| Aim |
How many lines in the records below contain the string "shirt"? Case counts, so reply with the number alone.

Object position labeling records
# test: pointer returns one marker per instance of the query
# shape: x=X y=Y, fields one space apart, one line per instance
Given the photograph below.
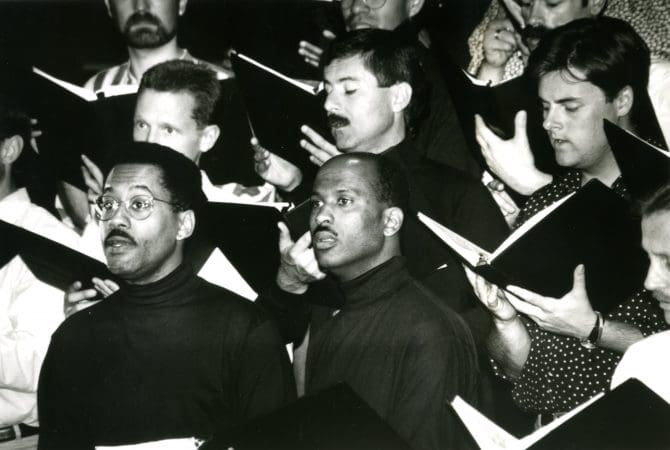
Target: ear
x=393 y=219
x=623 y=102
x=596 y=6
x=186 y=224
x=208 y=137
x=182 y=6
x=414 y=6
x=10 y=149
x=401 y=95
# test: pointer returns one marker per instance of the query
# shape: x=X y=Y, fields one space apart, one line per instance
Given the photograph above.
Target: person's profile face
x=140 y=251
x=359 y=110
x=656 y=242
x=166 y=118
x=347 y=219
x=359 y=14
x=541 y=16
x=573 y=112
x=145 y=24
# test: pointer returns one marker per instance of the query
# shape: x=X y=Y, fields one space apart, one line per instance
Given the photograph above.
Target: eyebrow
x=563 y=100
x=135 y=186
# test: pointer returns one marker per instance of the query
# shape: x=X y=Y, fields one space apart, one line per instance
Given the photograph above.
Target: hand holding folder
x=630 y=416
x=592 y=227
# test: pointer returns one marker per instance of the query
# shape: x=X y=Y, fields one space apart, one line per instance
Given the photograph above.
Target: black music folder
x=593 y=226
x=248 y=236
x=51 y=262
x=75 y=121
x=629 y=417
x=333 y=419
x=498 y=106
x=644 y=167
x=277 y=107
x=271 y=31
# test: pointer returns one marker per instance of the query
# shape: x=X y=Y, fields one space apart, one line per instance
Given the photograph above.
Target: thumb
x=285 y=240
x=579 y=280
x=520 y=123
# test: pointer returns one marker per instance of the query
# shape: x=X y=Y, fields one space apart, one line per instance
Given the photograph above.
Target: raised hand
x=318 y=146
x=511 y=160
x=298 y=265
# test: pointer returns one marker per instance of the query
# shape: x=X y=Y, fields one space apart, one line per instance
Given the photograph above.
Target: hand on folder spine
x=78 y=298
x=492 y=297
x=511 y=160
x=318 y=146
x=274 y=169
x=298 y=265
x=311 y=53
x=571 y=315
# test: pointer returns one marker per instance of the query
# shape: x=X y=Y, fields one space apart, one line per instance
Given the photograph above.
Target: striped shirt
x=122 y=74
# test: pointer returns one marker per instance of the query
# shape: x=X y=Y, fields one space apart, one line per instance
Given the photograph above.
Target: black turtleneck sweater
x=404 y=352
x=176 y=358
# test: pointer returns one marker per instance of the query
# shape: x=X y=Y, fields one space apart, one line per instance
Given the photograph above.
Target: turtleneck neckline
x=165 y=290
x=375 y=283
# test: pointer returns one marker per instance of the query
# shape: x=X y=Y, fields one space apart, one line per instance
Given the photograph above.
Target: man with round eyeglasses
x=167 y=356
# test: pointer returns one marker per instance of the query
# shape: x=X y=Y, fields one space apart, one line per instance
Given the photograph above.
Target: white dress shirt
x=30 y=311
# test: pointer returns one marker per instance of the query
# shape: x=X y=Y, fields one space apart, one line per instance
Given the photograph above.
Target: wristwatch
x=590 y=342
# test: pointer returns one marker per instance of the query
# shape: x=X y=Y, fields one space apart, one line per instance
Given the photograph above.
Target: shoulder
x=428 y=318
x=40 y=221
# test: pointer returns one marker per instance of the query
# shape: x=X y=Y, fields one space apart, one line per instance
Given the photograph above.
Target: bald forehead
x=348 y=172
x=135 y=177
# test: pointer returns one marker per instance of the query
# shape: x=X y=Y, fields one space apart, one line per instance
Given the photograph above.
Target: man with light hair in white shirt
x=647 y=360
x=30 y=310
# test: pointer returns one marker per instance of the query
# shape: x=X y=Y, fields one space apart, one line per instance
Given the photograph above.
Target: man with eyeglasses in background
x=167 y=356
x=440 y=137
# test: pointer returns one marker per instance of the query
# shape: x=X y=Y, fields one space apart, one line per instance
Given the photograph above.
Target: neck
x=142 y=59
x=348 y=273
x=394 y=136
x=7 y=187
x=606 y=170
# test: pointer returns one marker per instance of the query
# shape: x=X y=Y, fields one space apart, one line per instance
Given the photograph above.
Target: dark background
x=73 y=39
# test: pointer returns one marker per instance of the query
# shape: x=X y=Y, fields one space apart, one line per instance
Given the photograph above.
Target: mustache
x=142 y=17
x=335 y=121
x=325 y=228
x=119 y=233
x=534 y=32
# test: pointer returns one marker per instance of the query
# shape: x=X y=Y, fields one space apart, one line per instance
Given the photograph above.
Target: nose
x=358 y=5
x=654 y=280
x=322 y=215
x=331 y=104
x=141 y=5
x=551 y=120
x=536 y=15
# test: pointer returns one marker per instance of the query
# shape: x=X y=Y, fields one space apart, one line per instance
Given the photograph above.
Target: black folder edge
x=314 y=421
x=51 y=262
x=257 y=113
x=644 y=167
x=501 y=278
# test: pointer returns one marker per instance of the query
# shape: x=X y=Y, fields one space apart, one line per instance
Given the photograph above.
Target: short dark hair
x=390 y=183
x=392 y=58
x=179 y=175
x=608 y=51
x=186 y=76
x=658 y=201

| Exercise output |
3